Task directions
Copy exactly the lines from the one containing "In this exercise you will indicate the river with" through the last line of the records, both included, and nothing more.

Point localization data
*****
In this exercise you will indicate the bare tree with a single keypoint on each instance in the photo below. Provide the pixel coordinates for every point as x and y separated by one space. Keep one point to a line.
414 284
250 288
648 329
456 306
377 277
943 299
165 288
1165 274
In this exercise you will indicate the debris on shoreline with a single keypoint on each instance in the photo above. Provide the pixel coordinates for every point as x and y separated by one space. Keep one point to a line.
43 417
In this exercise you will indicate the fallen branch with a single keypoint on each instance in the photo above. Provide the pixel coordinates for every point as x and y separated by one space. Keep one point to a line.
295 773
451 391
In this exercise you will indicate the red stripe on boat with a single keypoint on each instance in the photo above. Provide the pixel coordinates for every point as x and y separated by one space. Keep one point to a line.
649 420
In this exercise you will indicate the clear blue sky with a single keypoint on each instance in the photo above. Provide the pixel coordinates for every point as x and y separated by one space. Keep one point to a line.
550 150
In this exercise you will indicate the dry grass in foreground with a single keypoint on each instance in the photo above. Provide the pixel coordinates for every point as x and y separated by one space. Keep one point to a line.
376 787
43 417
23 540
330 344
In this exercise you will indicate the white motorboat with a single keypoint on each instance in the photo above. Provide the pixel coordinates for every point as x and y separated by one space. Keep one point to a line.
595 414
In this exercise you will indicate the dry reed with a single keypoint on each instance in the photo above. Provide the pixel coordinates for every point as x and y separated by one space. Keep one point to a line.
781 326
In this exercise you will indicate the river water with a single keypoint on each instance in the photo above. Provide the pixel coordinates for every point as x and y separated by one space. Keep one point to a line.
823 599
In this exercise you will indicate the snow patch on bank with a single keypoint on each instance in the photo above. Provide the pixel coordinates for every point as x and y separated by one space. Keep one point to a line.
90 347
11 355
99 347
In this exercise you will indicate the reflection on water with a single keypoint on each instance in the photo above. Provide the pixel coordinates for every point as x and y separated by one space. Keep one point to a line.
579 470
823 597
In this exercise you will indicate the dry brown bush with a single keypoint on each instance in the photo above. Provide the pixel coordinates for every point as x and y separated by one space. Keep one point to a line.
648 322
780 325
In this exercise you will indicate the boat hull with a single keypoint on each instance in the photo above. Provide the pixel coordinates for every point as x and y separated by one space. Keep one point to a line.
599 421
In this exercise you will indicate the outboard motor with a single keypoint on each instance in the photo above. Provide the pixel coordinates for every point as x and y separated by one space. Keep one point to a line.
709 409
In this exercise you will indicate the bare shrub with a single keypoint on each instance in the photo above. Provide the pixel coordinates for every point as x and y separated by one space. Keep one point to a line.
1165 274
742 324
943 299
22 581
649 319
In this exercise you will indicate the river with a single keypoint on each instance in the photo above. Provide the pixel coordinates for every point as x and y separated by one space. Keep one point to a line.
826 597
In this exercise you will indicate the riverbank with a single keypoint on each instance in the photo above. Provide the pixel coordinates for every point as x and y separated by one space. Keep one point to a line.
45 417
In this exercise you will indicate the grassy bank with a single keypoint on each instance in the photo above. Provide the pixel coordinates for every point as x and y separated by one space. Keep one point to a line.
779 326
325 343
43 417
*****
Written answer
In this exercise you will indicate the river with a single keypoint on each instance in the photo above. Provide the pixel coordinates for every point as x and y separated by one space. Keep one point to a line.
826 597
In this exercise you will indicate the riverbank with a single keypoint on each instance in the photo above. Provide the pixel coordinates for every point as x and y separated by one space. Keep one point to a line.
45 417
In this exercise you will indicate the grassy bank with a single keypoint on each instance in the photo above. Provide the pixel coordinates for every point as x and y separated by one space. Keep one point to a line.
779 326
325 343
43 417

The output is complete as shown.